PROBLEM TO SOLVE ::
Print every line of the listing below unchanged, leaving out the pictures.
* Start SUPPLIED RECORDS *
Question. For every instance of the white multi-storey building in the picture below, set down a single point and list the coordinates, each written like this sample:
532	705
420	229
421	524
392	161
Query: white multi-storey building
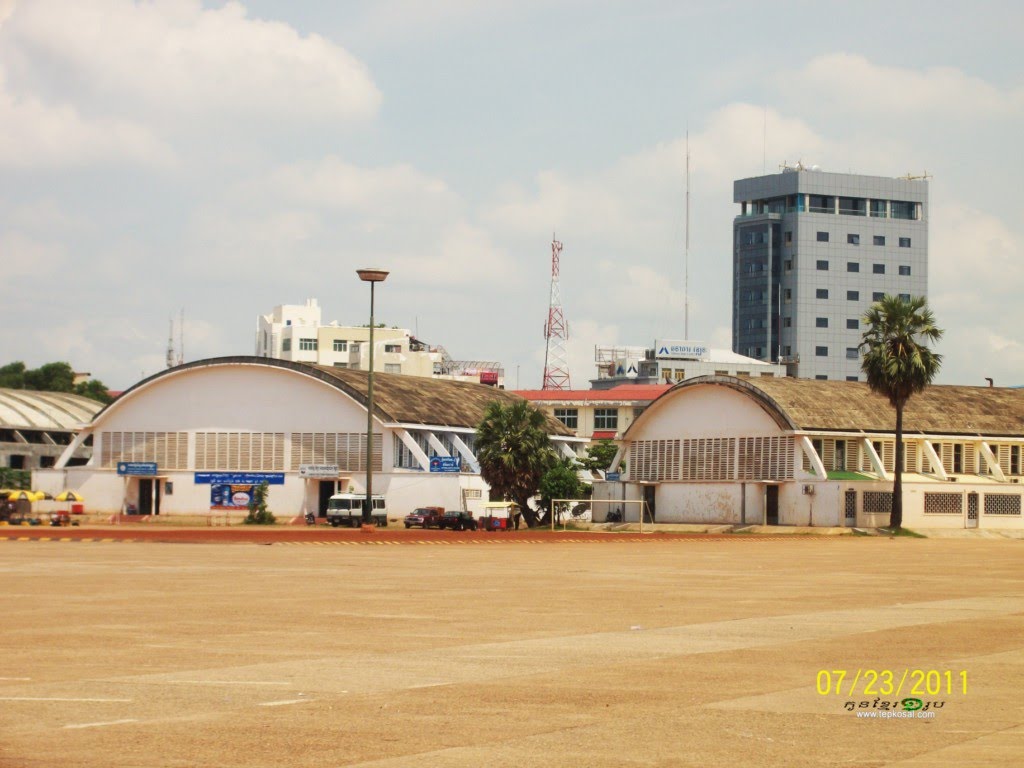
296	332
* End SUPPLIED RECORDS *
THE RESULT ::
Question. For every instance of the white multi-storey building in the picture below, set down a single point and list the coordinates, each written like this sample:
532	705
420	229
421	524
392	161
Query: white multi-storey building
296	332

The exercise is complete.